#### DOCUMENT TEXT:
A corporate memo released this morning captured the rationale for the move: “The term ‘bankruptcy’ conjures up all kinds of images and demons but it is essentially a legal proceeding designed to give an over-leveraged company the time, process and a safe harbor for which to reorganize its finances. Chapter 11 was the natural place for the Company to go to accomplish an orderly reorganization of our finances.”
Creative Loafing owns papers in Atlanta, Tampa, Charlotte, Sarasota, Chicago, and Washington. It acquired the last two in July 2007. The company, however, disavows a causal link between those acquisitions and the bankruptcy filing.
“This filing has little to do with the acquisition and everyone should feel very proud of what we’ve accomplished,” reads the company memo. “It hasn’t been easy but it has been successful. The assumptions we made have not turned out to be so successful. The print business has been under siege from all quarters with the exception of the one place that counts; audience.”

#### GIVEN INFORMATION:
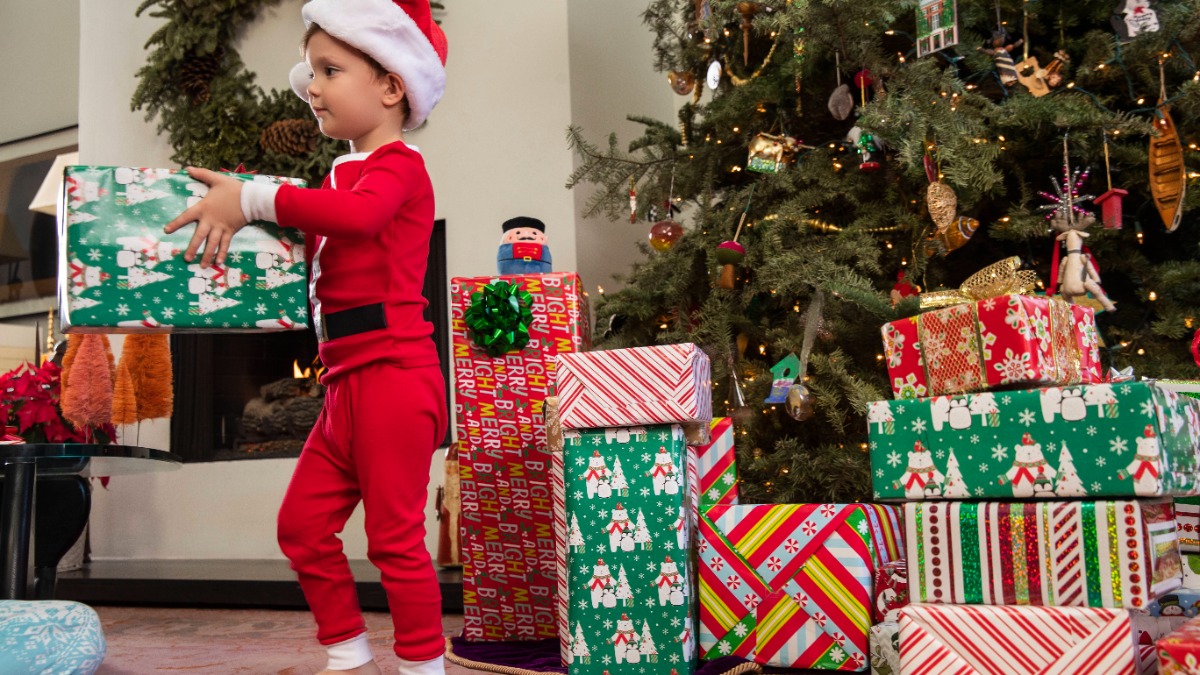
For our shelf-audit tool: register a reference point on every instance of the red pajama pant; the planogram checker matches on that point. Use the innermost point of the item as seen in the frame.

#### GOAL OF THE EXERCISE:
Carry on the news passage about Creative Loafing's Chapter 11 filing, starting right after its final sentence.

#### RESPONSE TO THIS TASK:
Said Eason: “I do think that the Reader and Washington City Paper and Creative Loafing are all far better off today together, given the footprint and given what we’ve been able to accomplished digitally.”
“This is all about a fresh start,” stated Eason, who hastened to add that the filing entails no liquidation, no layoffs, and “no terrible, terrible things.” All Creative Loafing employees and vendors will be paid on schedule, he said.
The move does contain good news for editorial departments in the chain. Eason announced that cuts to edit staffs at all the papers would be rolled back but stressed that all the papers should proceed with “Web-first” publishing strategies, in which writers and editors customize their content for the Internet and subsequently transfer that content into their print products.